— Start INFORMATION GIVEN —
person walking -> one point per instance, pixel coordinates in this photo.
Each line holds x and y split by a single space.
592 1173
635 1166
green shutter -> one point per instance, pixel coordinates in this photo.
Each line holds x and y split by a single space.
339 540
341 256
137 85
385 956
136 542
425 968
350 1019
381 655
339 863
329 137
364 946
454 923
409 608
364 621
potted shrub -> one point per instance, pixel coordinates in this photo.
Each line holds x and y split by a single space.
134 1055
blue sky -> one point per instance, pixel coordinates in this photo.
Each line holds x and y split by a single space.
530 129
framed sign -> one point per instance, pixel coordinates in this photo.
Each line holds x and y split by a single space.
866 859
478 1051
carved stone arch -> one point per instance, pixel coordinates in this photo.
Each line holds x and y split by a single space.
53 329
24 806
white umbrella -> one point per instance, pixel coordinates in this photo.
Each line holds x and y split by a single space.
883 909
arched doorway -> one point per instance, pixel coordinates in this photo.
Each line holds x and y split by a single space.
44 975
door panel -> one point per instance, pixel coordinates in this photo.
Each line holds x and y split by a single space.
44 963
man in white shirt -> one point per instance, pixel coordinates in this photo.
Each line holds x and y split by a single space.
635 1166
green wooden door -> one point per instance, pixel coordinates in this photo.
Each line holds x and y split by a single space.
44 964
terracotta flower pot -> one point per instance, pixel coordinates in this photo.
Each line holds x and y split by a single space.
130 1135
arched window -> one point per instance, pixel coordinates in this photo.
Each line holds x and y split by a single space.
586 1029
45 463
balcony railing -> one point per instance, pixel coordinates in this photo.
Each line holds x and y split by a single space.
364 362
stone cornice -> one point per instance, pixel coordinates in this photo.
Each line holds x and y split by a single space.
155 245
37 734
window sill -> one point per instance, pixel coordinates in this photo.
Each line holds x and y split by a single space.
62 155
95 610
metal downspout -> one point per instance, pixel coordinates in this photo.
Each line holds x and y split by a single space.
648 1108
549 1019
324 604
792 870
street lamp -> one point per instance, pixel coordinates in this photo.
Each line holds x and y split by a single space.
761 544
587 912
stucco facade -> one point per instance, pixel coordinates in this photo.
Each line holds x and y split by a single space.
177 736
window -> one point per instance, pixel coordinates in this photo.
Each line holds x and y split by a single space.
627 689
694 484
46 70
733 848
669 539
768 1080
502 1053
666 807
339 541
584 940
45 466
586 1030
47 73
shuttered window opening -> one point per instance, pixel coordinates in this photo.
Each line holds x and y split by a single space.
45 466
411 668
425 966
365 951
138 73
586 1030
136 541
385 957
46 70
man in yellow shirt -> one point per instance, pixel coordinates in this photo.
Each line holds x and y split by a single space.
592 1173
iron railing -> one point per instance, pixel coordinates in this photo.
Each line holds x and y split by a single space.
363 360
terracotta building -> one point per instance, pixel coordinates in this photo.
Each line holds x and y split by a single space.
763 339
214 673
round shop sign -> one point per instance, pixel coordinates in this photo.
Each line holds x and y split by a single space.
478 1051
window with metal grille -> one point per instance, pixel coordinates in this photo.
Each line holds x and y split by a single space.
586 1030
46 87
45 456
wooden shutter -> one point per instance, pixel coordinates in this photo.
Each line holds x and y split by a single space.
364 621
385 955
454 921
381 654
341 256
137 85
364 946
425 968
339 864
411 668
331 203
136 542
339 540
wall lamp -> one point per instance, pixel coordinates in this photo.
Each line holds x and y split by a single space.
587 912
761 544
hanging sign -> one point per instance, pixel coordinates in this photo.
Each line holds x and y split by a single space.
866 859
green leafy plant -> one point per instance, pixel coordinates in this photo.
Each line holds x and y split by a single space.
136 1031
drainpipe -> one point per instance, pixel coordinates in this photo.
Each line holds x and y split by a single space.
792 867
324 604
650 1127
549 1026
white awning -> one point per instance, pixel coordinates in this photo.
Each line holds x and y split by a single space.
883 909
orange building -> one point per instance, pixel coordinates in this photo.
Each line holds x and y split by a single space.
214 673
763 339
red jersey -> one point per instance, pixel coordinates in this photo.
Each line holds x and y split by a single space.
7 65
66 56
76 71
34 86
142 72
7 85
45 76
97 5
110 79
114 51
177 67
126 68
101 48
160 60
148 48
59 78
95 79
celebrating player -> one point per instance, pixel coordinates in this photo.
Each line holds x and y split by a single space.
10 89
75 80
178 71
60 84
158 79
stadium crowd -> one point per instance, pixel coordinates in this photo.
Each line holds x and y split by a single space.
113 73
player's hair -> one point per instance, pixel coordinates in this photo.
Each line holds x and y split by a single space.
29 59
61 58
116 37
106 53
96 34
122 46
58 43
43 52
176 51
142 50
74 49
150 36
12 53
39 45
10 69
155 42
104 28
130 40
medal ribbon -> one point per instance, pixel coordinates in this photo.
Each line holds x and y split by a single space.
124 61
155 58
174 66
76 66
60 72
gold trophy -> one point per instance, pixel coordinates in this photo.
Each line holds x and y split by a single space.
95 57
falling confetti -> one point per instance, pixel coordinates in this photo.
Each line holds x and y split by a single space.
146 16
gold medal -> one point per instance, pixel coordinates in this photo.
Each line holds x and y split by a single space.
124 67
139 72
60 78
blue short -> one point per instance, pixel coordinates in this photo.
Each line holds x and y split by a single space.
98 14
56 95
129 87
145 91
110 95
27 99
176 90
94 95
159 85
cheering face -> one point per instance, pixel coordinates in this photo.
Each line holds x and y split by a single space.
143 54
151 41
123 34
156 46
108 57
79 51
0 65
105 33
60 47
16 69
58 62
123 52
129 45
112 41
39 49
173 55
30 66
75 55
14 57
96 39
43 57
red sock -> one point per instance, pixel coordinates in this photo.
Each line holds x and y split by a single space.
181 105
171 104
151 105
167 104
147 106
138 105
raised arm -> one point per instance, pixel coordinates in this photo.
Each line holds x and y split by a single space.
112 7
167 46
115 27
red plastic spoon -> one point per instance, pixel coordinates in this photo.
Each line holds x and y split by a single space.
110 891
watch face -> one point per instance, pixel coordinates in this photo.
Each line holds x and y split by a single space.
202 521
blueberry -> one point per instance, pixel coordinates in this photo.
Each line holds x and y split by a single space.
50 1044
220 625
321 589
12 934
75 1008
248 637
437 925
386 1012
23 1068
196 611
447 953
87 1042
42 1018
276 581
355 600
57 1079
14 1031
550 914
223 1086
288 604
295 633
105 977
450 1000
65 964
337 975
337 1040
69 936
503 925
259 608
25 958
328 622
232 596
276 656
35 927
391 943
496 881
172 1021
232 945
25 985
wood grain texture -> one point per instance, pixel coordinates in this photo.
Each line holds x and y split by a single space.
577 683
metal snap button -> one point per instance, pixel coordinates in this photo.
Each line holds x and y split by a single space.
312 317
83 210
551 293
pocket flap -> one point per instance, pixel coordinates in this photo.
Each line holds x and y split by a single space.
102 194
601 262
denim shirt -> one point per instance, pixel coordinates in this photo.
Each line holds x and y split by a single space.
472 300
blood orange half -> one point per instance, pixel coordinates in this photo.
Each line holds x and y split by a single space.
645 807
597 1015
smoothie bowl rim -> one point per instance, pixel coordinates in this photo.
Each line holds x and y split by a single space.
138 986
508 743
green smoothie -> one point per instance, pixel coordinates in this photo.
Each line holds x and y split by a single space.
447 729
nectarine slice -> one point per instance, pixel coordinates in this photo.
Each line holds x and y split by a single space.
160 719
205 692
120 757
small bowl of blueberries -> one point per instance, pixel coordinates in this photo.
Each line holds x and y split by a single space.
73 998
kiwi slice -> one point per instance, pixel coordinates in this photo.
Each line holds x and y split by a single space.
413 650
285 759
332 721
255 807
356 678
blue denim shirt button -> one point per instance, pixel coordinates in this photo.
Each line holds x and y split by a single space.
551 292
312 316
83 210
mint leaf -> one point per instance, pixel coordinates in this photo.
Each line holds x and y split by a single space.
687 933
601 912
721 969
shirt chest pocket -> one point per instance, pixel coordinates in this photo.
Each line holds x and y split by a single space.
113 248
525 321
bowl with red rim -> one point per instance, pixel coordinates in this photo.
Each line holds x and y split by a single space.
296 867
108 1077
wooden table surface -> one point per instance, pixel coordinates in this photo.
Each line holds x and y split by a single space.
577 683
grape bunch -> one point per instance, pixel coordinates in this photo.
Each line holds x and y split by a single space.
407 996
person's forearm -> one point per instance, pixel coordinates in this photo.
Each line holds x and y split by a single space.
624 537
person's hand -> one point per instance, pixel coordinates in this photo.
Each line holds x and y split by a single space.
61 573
— End INFORMATION GIVEN —
■ **TASK DESCRIPTION**
Your answer should consist only of the lines from the one with "mint leaf ->" through the end of the data above, reproduced exactly.

■ **RESULT OF THE TASK**
mint leaf -> one point per instance, pixel coordinates in this photo.
Each line holds x and y split by a single space.
687 933
601 912
721 969
shirt chest pocket -> one point per instance, pixel coordinates in this photo.
Each line holds x and y split by a single space.
113 248
525 321
bowl with red rim -> one point per instance, pixel coordinates in this photo.
Each line holds x and y split by a single space.
296 867
108 1077
wooden table surface -> one point per instance, pixel coordinates in this photo.
Each line holds x and y split by a single space.
577 683
grape bunch -> one point per instance, pixel coordinates in this photo.
Each line holds x and y split by a single space.
407 996
person's forearm -> one point per instance, pixel coordinates in this photo.
Each line holds x and y split by a single space.
624 537
person's hand -> one point per instance, pixel coordinates in this photo.
Each line holds x and y split by a single space.
61 573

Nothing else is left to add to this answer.